GIVEN EXERCISE – Find each line in the entries below that contains the word "shrub", treating uppercase and lowercase letters as distinct, and copy every such line in full.

—————

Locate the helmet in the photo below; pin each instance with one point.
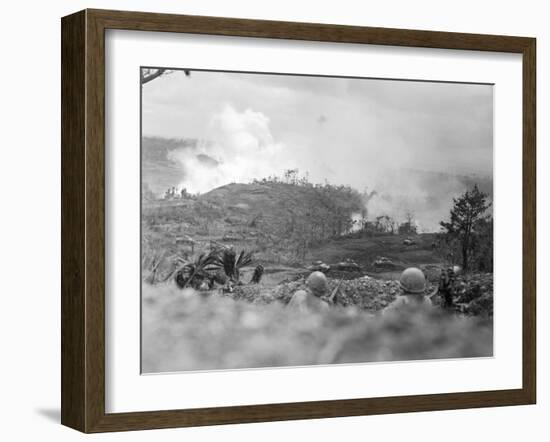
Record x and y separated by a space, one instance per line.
412 280
317 283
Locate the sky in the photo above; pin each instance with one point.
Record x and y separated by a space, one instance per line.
367 133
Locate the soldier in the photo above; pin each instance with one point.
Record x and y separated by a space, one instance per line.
447 286
413 287
306 301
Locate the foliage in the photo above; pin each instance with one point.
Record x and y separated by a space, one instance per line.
232 264
195 274
468 233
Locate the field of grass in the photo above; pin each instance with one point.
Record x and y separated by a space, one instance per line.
251 325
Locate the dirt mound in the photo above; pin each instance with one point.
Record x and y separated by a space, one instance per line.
186 330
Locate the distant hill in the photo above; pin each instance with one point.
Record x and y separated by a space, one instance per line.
159 171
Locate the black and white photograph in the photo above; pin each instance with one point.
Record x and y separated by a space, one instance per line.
302 220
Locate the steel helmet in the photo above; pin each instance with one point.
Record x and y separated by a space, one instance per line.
412 280
317 283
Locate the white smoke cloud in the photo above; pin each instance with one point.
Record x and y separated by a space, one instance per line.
242 147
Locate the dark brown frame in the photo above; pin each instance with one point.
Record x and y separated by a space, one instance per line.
83 216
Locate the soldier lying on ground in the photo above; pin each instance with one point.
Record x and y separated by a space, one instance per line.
309 300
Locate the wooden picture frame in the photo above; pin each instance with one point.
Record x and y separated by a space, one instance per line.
83 220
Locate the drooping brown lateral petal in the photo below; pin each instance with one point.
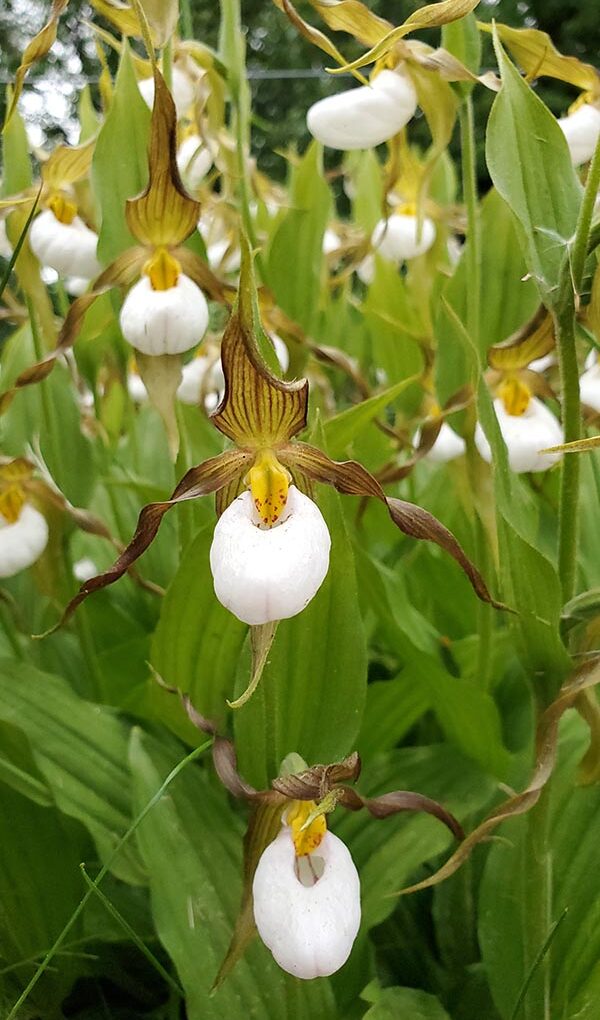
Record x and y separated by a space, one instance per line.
399 800
534 340
315 782
200 480
163 213
353 479
35 50
120 273
257 409
546 753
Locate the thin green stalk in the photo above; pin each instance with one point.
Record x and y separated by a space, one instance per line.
186 20
102 874
133 934
233 52
537 909
473 257
469 195
167 64
564 320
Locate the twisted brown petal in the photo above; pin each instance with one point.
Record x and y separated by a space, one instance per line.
200 480
352 478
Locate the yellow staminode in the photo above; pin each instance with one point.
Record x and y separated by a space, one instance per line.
268 482
64 210
515 395
305 839
12 497
162 269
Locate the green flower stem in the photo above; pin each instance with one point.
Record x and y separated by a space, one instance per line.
186 20
196 753
564 320
473 257
233 53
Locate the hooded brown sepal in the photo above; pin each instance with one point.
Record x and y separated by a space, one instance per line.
258 409
532 341
163 213
200 480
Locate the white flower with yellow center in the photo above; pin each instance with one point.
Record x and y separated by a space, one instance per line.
270 550
528 426
306 894
362 117
400 238
182 90
582 131
164 312
59 239
23 533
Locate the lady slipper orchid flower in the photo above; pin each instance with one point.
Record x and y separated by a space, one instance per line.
401 238
300 880
306 895
582 131
183 91
23 537
270 549
528 427
164 312
362 117
58 238
267 565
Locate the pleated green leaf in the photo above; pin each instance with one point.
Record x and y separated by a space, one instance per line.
192 846
311 695
81 751
530 164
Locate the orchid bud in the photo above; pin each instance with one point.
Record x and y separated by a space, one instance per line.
582 130
448 446
22 540
525 435
590 383
265 569
164 312
398 238
359 118
182 90
194 160
60 240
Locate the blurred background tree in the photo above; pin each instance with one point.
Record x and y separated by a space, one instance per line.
286 72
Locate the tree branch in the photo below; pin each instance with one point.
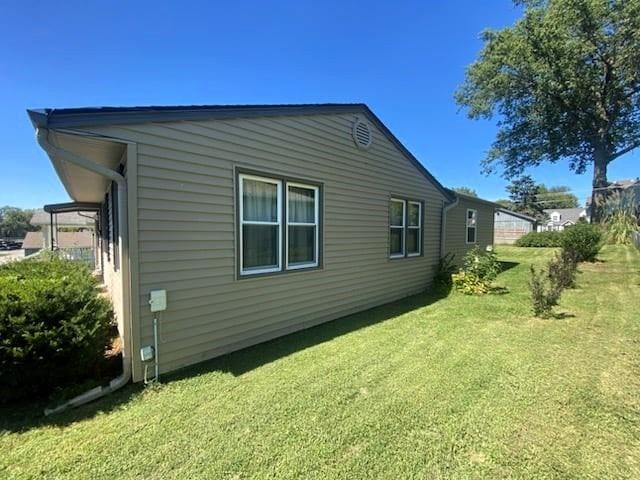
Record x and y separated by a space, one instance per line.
626 149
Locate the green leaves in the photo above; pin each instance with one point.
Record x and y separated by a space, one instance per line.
564 82
54 326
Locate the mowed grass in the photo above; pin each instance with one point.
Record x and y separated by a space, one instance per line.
458 387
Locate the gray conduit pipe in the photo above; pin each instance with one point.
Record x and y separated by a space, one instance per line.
121 380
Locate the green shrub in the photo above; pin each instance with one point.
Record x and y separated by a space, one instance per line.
584 240
478 271
540 239
619 226
442 280
544 294
54 326
562 269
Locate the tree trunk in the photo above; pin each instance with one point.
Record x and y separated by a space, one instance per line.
599 184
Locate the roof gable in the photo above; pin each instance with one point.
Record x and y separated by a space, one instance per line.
93 116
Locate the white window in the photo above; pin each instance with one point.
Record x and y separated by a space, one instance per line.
302 226
397 214
260 224
414 228
472 221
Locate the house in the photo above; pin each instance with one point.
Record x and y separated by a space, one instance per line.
560 218
50 224
36 241
244 223
509 226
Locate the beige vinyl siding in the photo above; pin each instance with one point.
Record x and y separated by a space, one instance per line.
456 231
186 229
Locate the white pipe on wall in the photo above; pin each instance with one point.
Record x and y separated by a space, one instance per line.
125 376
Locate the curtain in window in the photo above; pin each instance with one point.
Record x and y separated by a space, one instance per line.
302 207
259 201
259 246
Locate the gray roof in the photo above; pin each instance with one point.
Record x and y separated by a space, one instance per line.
566 214
517 214
40 217
91 116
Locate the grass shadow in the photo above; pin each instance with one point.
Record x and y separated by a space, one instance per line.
504 265
22 418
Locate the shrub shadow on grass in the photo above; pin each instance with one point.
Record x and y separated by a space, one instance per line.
504 265
22 418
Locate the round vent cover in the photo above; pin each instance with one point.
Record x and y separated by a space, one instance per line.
362 134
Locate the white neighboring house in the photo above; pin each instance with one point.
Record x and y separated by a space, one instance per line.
67 220
560 218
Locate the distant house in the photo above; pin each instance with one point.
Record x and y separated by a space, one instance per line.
36 241
48 224
509 226
560 218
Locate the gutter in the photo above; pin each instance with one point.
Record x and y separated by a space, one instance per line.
121 380
443 223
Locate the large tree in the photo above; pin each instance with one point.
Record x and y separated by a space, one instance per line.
565 82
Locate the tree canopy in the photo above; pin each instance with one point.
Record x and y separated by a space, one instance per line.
565 83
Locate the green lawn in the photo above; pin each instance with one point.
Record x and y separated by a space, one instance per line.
460 387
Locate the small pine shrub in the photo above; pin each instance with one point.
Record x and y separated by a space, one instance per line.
584 240
54 326
544 294
540 239
479 270
442 280
563 268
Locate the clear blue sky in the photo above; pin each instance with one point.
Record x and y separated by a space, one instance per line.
404 59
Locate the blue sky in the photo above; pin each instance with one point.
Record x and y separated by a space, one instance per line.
404 61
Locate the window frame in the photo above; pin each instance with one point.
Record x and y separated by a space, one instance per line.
467 227
402 227
316 225
418 228
283 215
405 227
242 222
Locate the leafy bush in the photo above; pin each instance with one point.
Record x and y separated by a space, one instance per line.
563 268
470 284
478 271
54 326
544 294
619 226
540 239
442 280
584 240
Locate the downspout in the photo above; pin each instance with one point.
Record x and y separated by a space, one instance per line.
121 380
443 224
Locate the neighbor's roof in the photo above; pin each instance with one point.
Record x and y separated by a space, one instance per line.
471 198
517 214
40 217
91 116
65 240
32 240
566 214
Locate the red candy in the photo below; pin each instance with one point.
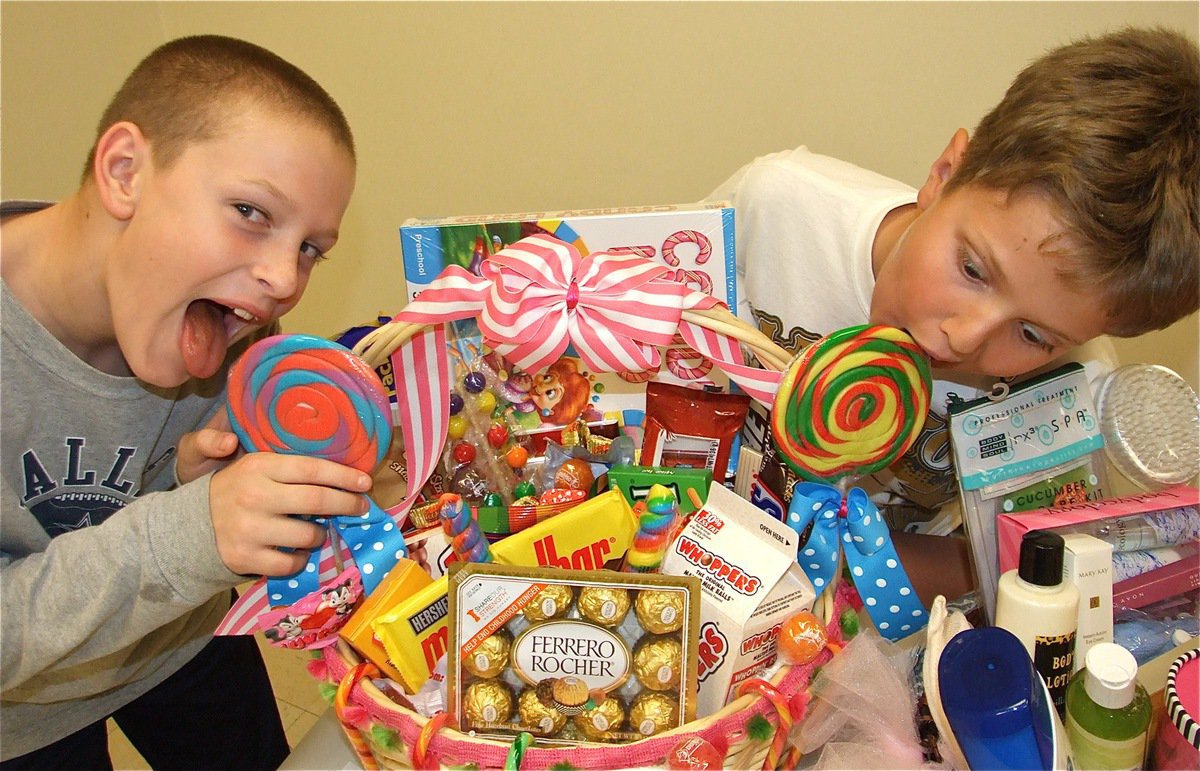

—————

FULL RESPONSE –
Locate the green shrub in the photo above; pin each instance with one point.
Locate the shrub shadow on grass in the photo above; pin each instance with one point.
Locate the small pine shrub in the photo above; pin each instance with one point.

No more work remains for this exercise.